## ROWS
"""
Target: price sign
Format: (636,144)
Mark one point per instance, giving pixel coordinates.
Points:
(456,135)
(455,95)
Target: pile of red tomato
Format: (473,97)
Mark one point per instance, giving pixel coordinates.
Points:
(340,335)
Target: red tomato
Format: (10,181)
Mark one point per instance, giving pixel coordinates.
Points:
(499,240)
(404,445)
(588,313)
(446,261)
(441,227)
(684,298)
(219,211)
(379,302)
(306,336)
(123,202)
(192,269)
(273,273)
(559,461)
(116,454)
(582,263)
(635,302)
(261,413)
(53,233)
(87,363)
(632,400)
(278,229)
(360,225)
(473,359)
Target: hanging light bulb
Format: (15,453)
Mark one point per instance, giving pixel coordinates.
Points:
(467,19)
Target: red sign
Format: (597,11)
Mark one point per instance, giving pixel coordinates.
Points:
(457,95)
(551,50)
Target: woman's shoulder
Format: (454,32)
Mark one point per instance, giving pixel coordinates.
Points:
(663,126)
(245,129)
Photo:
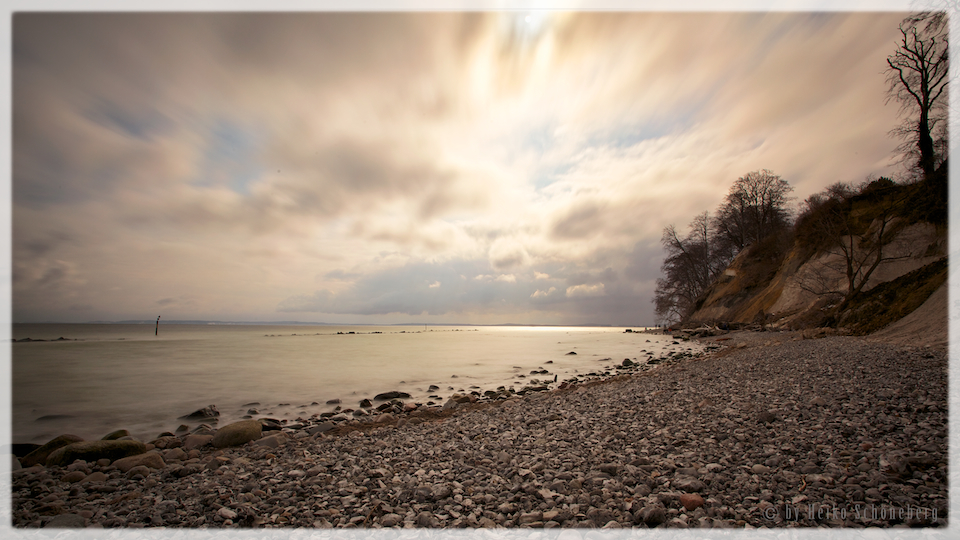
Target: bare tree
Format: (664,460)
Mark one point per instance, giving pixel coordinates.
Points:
(755,208)
(918,75)
(858,236)
(691,265)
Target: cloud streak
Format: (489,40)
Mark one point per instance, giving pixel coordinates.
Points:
(364,167)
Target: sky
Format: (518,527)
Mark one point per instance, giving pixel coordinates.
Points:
(482,167)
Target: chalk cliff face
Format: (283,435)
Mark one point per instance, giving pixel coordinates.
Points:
(791,293)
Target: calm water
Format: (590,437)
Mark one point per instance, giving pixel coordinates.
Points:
(122,376)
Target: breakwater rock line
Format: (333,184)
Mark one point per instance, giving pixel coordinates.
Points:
(836,432)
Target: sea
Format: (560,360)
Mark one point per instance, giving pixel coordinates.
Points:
(104,377)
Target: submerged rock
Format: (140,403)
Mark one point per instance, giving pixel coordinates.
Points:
(40,455)
(94,450)
(206,413)
(237,433)
(393,394)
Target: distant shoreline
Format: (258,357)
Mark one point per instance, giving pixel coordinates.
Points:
(307,323)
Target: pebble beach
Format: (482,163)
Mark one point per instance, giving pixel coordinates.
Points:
(765,430)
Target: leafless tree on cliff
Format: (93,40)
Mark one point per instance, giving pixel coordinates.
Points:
(754,208)
(918,74)
(691,265)
(856,231)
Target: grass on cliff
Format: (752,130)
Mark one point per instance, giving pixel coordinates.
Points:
(890,301)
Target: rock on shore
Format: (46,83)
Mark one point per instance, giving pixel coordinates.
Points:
(836,432)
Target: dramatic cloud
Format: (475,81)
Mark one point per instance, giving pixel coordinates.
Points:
(400,167)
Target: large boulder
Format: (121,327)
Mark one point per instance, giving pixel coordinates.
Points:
(114,435)
(91,451)
(237,433)
(40,455)
(209,412)
(393,394)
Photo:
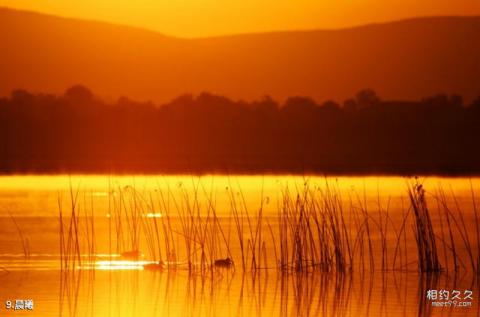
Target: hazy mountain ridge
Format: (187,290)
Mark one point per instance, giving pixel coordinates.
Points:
(407,59)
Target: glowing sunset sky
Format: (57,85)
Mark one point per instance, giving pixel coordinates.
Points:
(193,18)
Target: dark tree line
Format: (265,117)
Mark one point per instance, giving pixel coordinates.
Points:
(77,132)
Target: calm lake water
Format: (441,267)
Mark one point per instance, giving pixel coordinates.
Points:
(121,214)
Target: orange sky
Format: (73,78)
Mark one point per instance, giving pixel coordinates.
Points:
(194,18)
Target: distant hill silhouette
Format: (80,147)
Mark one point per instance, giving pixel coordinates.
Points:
(78,132)
(406,59)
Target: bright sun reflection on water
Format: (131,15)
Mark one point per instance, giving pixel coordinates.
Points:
(119,265)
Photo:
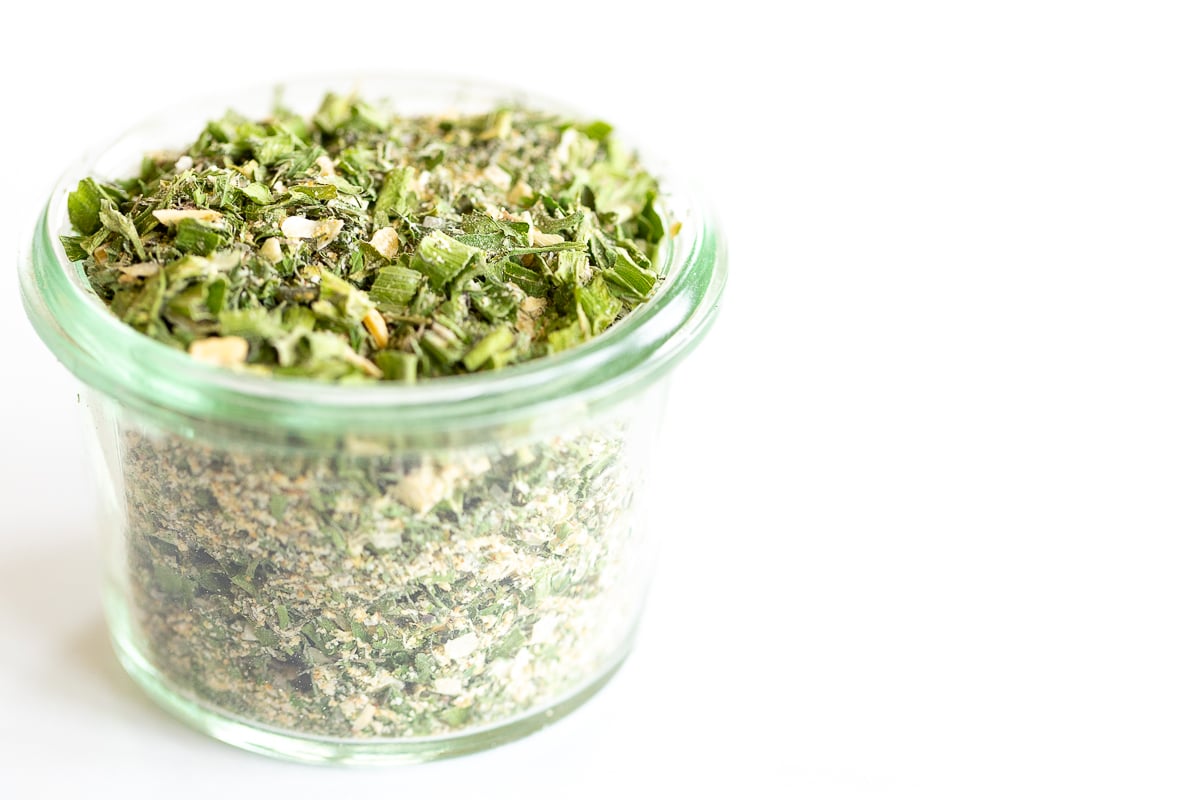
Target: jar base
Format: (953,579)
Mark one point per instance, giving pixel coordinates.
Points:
(316,750)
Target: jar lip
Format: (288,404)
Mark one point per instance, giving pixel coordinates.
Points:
(106,353)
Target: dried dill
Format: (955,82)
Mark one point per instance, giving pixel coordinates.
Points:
(351,588)
(365,245)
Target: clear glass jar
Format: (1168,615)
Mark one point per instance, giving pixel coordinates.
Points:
(371,573)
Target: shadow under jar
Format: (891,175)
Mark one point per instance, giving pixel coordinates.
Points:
(371,573)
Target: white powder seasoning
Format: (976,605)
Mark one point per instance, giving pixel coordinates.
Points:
(360,594)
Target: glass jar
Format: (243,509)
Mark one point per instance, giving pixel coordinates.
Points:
(376,572)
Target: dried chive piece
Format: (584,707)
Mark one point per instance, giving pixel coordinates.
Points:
(449,228)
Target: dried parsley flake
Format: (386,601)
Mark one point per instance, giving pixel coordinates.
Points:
(365,245)
(355,589)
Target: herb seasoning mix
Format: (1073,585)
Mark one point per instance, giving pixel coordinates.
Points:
(371,457)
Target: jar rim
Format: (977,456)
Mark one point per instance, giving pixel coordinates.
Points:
(120,361)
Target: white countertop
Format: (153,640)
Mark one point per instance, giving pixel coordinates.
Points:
(929,487)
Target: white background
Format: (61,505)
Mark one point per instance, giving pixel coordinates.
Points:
(930,485)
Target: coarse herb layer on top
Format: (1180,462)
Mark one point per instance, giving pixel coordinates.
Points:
(361,245)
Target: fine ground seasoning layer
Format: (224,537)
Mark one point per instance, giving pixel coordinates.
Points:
(352,588)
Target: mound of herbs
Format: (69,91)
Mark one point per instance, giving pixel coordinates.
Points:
(361,245)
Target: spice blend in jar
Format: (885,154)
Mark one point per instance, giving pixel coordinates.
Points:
(371,458)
"""
Output exactly the lines between the one containing "Target: white background" and the final line above, both inclusive.

Target: white background
Format: (61,505)
Mark one point per instance, giving pixel coordinates.
Points:
(930,485)
Target: coarse herb layer on top
Format: (1180,462)
Mark one point per instance, giving pixel coordinates.
Points:
(361,245)
Target: fine ground seasoning layer
Format: (224,537)
Mark one point per instance, giving pixel coordinates.
Points:
(352,588)
Target: mound of herbs
Format: (69,91)
Mark one point per instance, giving pixel coordinates.
Points:
(361,245)
Target: spice blend in jar
Format: (885,154)
Mark one point per instance, giving pixel coordinates.
Points:
(371,458)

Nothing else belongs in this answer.